**SHORT PROBLEM**. Output all of the data below exactly as given.

-- BEGIN PROVIDED ENTRIES --

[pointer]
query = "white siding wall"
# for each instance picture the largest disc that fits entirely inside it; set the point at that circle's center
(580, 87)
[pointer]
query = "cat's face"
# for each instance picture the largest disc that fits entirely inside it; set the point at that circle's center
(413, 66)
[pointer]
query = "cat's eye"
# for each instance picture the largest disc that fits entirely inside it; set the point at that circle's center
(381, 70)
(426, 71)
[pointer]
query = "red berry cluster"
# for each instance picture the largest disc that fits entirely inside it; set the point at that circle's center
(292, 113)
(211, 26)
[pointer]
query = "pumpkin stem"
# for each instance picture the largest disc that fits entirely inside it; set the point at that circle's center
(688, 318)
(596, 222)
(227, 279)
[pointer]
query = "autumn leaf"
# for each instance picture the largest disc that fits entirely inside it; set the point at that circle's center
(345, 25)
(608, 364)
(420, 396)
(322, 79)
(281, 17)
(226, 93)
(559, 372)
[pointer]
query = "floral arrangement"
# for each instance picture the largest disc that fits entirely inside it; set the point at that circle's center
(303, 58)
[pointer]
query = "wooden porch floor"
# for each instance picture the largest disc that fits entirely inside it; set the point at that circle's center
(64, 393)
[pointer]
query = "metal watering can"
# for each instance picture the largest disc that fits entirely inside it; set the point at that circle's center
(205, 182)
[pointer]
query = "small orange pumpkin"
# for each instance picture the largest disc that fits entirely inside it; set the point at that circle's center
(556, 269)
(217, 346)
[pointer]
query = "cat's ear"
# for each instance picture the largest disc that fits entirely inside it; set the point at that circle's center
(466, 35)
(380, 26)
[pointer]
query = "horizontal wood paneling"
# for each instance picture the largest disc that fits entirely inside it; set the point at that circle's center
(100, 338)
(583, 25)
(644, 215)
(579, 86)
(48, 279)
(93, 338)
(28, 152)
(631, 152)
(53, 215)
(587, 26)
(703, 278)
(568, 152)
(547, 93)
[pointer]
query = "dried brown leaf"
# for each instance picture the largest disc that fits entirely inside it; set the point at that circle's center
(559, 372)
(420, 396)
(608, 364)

-- END PROVIDED ENTRIES --

**EXERCISE ANSWER**.
[pointer]
query = "white siding wall"
# for each instance picture the largest disc that fits entirely inside it; set the point at that circle's center
(580, 87)
[pointer]
query = "cat's face"
# for each instance picture the largest disc that fits entirely inside it; set the point at that circle's center
(413, 66)
[pointer]
query = "cat's eye"
# for each instance picture the largest disc that fits entirely inside it; set the point at that circle's center
(381, 70)
(426, 71)
[pointer]
query = "red berry cluster"
# for each instance picture the largest disc that fits entirely inside it; set the point at that circle's center
(292, 113)
(211, 26)
[pointer]
query = "pumpkin stem"
# for each instance picture the largest disc that fits entirely inside it; set the point at that circle's center
(688, 318)
(596, 222)
(227, 279)
[pointer]
query = "autumn leaf"
# for each instance picture the largest disc that fits entirely inside it; set the point at that circle's center
(345, 25)
(608, 364)
(420, 396)
(322, 79)
(281, 17)
(226, 93)
(559, 372)
[pointer]
query = "floral arrangement"
# for each instance picture the largest disc that fits entirely inside it; set the point at that circle's center
(303, 58)
[pointer]
query = "wooden porch floor"
# for each instance picture the largest disc that fits entirely inside it; set the point at that circle's center
(64, 393)
[pointer]
query = "metal watering can"
# for each instance picture the largest disc that fits entirely inside it; set the point at that circle's center
(205, 182)
[pointer]
query = "small orange pumpkin"
# for each instance picture the largest disc that fits entirely inside it; set the point at that circle's center
(556, 269)
(217, 346)
[pointer]
query = "cat's ear"
# for each instance picture the largest disc that fits entirely inside it; set the point at that circle's center
(466, 35)
(380, 26)
[pointer]
query = "horizontal wood paneling"
# for each instance picture the largest disc that fits entirely inside it; set the point at that circle's center
(100, 338)
(583, 25)
(644, 215)
(579, 86)
(48, 279)
(93, 338)
(28, 152)
(631, 152)
(53, 215)
(587, 26)
(703, 278)
(568, 152)
(547, 93)
[pointer]
query = "dried brown leaf"
# for each instance picture the largest disc that fits entirely inside it; set the point at that circle's center
(559, 372)
(420, 396)
(608, 364)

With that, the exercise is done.